* start DATA FOR THIS TASK *

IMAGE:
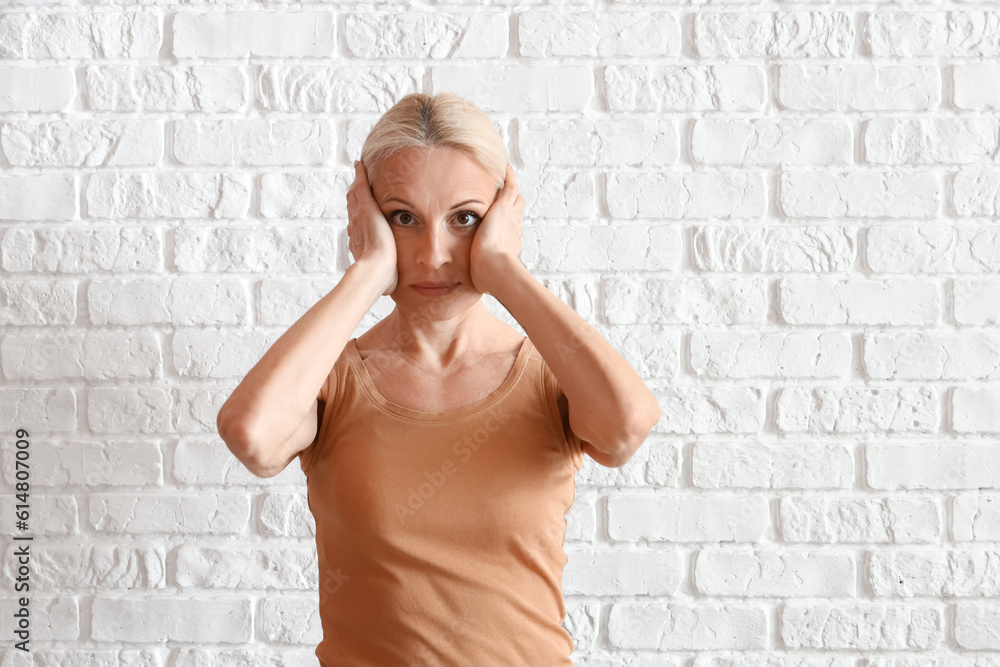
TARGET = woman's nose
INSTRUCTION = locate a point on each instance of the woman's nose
(435, 247)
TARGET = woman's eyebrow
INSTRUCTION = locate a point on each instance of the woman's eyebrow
(458, 205)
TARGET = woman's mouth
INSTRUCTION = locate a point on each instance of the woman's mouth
(434, 287)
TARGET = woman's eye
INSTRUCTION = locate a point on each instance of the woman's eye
(469, 217)
(402, 217)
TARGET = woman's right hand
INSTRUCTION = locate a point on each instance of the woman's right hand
(369, 235)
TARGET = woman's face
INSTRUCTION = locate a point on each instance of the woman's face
(434, 200)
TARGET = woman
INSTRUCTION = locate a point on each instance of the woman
(440, 447)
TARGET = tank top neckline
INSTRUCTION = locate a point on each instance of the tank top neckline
(449, 415)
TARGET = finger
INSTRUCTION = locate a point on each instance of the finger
(510, 184)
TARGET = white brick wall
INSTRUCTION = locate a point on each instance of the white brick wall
(785, 216)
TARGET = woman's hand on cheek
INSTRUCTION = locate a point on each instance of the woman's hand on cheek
(497, 242)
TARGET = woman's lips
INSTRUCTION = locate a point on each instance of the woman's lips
(433, 291)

* end DATA FOR THIS TASK *

◆ **WHAT YOU SHOULD DO**
Repeat all of the lines above word for word, leaving out the pictures.

◆ **ANSWER IN FULL**
IMAGE:
TARGET = woman's nose
INSTRUCTION = locate a point on each instance of the woman's nose
(435, 247)
TARGET = woman's eyebrow
INSTRUCTION = locate a point on each instance of the woman's eyebrow
(458, 205)
TARGET = woman's mouth
INSTRUCTION = locate a point on each instance of the woman's mouth
(434, 287)
TARGET = woman's eye
INSTRUCTION = locate a point on each instance of the woman's eye
(469, 217)
(402, 217)
TARGET = woman's right hand
INSTRUCTION = locate a point on each instance of the woman's right hand
(369, 235)
TARGET = woman's face
INSTRUCTION = locate a point on each instance of the woman's face
(434, 200)
TARGET = woman
INSTRUCTION = locate a point on each instance of the woman
(440, 447)
TARGET = tank top neckline
INSTRUCTION = locate a point on each instance of the tank top neckline
(449, 415)
TARGET = finger
INSTRUCTION = locate a point on each instance of the finger
(510, 184)
TARGET = white brick wall
INSTRUCTION = locate a point on each instance of the white brick wall
(785, 216)
TARGET = woman's hand on cheek
INSTRUCTION = locate a point on each instance of the woman's hand on cheek
(497, 242)
TARGET = woman's lips
INSTRUCTION = locate a point on each instance of the woman's lips
(433, 291)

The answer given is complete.